## Source text
--- START ---
Open rob-p opened 1 year ago
Hi @rob-p and sorry for the late reply to this.
I'm interested in distributing SSHash via Bioconda (but I first have to learn how to do it). If distribution currently fails because of some compiler flags, a reasonable thing to try is to remove them and see if compilation goes well on bioconda.
Do you know if there is a better way of checking or we have to proceed by trial and error?
Hi @jermp,
No worries — things are busy on this end as well ;P.
So, the issues that I can see are the following (btw, currently the compilation of pisces-cpp
that is done when distributing via bioconda works, it's just that the resulting executable may use instructions that are not available on all client machines):
1) march=native
refers to the machine that the CI is running on, and so using march=native
in a bioconda build gives up strict control over what instructions will be used.
2) The -bmi2
flag uses some instructions that are likely either unavailable or untranslatable on M1/M2 hardware.
So both of these have the following implications. Bioconda builds will likely work on most client machines, but would fail on machines that lack either instructions included because of march=native
or machines not supporting bmi2
instructions. Further, a bioconda build built with these flags won't run on an M1/M2 machine, since the current bioconda CI infrastructure is x86-64 and, while rosetta2 can translate most intrinsics, I think it, perhaps, can't translate the bmi2 stuff.
If you just want the bioconda build to work on x86-64, it will probably already work on most machines, but we might want to explicitly list out the useful instructions and remove march=native
when building is being done via bioconda (which is easy because you can pass arbitrary variables in the call to cmake
). If, in addition, you'd want the current bioconda build to run on M1/M2 under rosetta2
you'd have to get rid of any instruction that rosetta2
can't translate. Of course, since there are not many platforms that one has to support with M1/M2, you could instead just provide your own pre-compiled binaries for those until bioconda gets apple silicon CI instances.
--- END ---
## Exercise task a
Update everything from the line containing "of the distant" down to the end of the entries, with both ends included, replacing "stone pillar" with "stone column" and leaving all else as is.

## Provided data
--- START ---
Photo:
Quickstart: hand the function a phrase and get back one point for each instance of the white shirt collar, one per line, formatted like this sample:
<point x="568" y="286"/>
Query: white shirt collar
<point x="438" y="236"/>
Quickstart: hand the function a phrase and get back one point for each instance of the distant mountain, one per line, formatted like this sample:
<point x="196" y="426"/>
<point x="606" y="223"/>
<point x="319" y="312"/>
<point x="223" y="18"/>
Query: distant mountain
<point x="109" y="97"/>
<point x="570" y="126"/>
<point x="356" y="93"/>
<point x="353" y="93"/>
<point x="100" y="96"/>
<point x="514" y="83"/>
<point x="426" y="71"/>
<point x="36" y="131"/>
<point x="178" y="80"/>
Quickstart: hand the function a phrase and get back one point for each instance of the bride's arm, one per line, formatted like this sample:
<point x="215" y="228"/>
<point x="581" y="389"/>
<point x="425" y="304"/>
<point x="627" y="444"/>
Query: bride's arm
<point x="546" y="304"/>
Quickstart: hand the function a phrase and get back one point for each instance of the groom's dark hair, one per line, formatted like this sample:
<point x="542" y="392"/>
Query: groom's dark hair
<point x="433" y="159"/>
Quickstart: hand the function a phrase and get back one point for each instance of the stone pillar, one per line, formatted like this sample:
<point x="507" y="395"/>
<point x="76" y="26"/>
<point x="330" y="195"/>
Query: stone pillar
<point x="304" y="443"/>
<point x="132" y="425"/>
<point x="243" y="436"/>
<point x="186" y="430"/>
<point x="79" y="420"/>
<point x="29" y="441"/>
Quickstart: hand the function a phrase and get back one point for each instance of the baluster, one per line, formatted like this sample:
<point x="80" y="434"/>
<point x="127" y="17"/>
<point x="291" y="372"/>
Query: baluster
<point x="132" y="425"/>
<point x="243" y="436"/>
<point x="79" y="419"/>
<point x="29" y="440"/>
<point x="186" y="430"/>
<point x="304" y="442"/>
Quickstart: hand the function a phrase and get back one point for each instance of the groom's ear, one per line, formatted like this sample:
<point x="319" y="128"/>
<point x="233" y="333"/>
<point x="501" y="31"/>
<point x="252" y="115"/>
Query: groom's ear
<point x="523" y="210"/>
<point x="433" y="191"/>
--- END ---
## Exercise task b
Extend the thread on compiler flags for the SSHash Bioconda build past its final sentence.

## Expected output a
Quickstart: hand the function a phrase and get back one point for each instance of the distant mountain, one per line, formatted like this sample:
<point x="196" y="426"/>
<point x="606" y="223"/>
<point x="319" y="312"/>
<point x="223" y="18"/>
Query: distant mountain
<point x="109" y="97"/>
<point x="570" y="126"/>
<point x="356" y="93"/>
<point x="353" y="93"/>
<point x="100" y="96"/>
<point x="514" y="83"/>
<point x="426" y="71"/>
<point x="36" y="131"/>
<point x="178" y="80"/>
Quickstart: hand the function a phrase and get back one point for each instance of the bride's arm, one per line, formatted like this sample:
<point x="215" y="228"/>
<point x="581" y="389"/>
<point x="425" y="304"/>
<point x="627" y="444"/>
Query: bride's arm
<point x="546" y="304"/>
Quickstart: hand the function a phrase and get back one point for each instance of the groom's dark hair, one per line, formatted like this sample:
<point x="542" y="392"/>
Query: groom's dark hair
<point x="433" y="159"/>
Quickstart: hand the function a phrase and get back one point for each instance of the stone column, one per line, formatted like this sample:
<point x="507" y="395"/>
<point x="76" y="26"/>
<point x="330" y="195"/>
Query: stone column
<point x="304" y="443"/>
<point x="132" y="425"/>
<point x="243" y="436"/>
<point x="186" y="430"/>
<point x="79" y="420"/>
<point x="29" y="441"/>
Quickstart: hand the function a phrase and get back one point for each instance of the baluster, one per line, formatted like this sample:
<point x="80" y="434"/>
<point x="127" y="17"/>
<point x="291" y="372"/>
Query: baluster
<point x="132" y="425"/>
<point x="243" y="436"/>
<point x="79" y="419"/>
<point x="29" y="440"/>
<point x="186" y="430"/>
<point x="304" y="442"/>
Quickstart: hand the function a phrase and get back one point for each instance of the groom's ear, one per line, formatted like this sample:
<point x="319" y="128"/>
<point x="233" y="333"/>
<point x="501" y="31"/>
<point x="252" y="115"/>
Query: groom's ear
<point x="523" y="210"/>
<point x="433" y="191"/>

## Expected output b
Alright, let's dig into -march=native
then! I'll do some research and update this thread.
Ok, my experiences over the last 2 weeks have been helpful here. I think we can just gate march=native
on CONDA_BUILD
being set as an environment variable. It seems conda assumes a baseline of Haswell, and we can otherwise rely on that (though may want to keep BMI2, as I am not sure where exactly that was introduced).
Following from here: https://wiki.gentoo.org/wiki/Safe_CFLAGS#Find_CPU-specific_options, by doing
giulio@xor:~$ gcc -v -E -x c /dev/null -o /dev/null -march=native 2>&1 | grep /cc1 | grep mtune
I get
/usr/lib/gcc/x86_64-linux-gnu/11/cc1 -E -quiet -v -imultiarch x86_64-linux-gnu /dev/null -o /dev/null -march=skylake -mmmx -mpopcnt -msse -msse2 -msse3 -mssse3 -msse4.1 -msse4.2 -mavx -mavx2 -mno-sse4a -mno-fma4 -mno-xop -mfma -mno-avx512f -mbmi -mbmi2 -maes -mpclmul -mno-avx512vl -mno-avx512bw -mno-avx512dq -mno-avx512cd -mno-avx512er -mno-avx512pf -mno-avx512vbmi -mno-avx512ifma -mno-avx5124vnniw -mno-avx5124fmaps -mno-avx512vpopcntdq -mno-avx512vbmi2 -mno-gfni -mno-vpclmulqdq -mno-avx512vnni -mno-avx512bitalg -mno-avx512bf16 -mno-avx512vp2intersect -mno-3dnow -madx -mabm -mno-cldemote -mclflushopt -mno-clwb -mno-clzero -mcx16 -mno-enqcmd -mf16c -mfsgsbase -mfxsr -mno-hle -msahf -mno-lwp -mlzcnt -mmovbe -mno-movdir64b -mno-movdiri -mno-mwaitx -mno-pconfig -mno-pku -mno-prefetchwt1 -mprfchw -mno-ptwrite -mno-rdpid -mrdrnd -mrdseed -mno-rtm -mno-serialize -msgx -mno-sha -mno-shstk -mno-tbm -mno-tsxldtrk -mno-vaes -mno-waitpkg -mno-wbnoinvd -mxsave -mxsavec -mxsaveopt -mxsaves -mno-amx-tile -mno-amx-int8 -mno-amx-bf16 -mno-uintr -mno-hreset -mno-kl -mno-widekl -mno-avxvnni --param l1-cache-size=32 --param l1-cache-line-size=64 --param l2-cache-size=16384 -mtune=skylake -fasynchronous-unwind-tables -fstack-protector-strong -Wformat -Wformat-security -fstack-clash-protection -fcf-protection -dumpdir /dev/ -dumpbase null
on a server, from which we see that arch=skylake
there. But I'm still not sure which optimizations it brings.
lol, there are a lot there! So it looks like it does explicitly pull in all of the relevant SSEs up to 4.1 (which I've read before is actually necessary; i.e. telling the compiler SSE4.2 doesn't imply it will also use 4.1 and earlier intrinsics too). It also has the bmi and bmi2 instructions, popcount, mmx, (avx and avx2 — which we probably don't want to require?). There's also aes
which may be important depending on which hashing functions are being used; though I am not sure of hardware support for that more broadly (I think it's on all modern x86 chips). Many of these are -mnoX
(so turning off support), but the others that are included, I am not familiar with.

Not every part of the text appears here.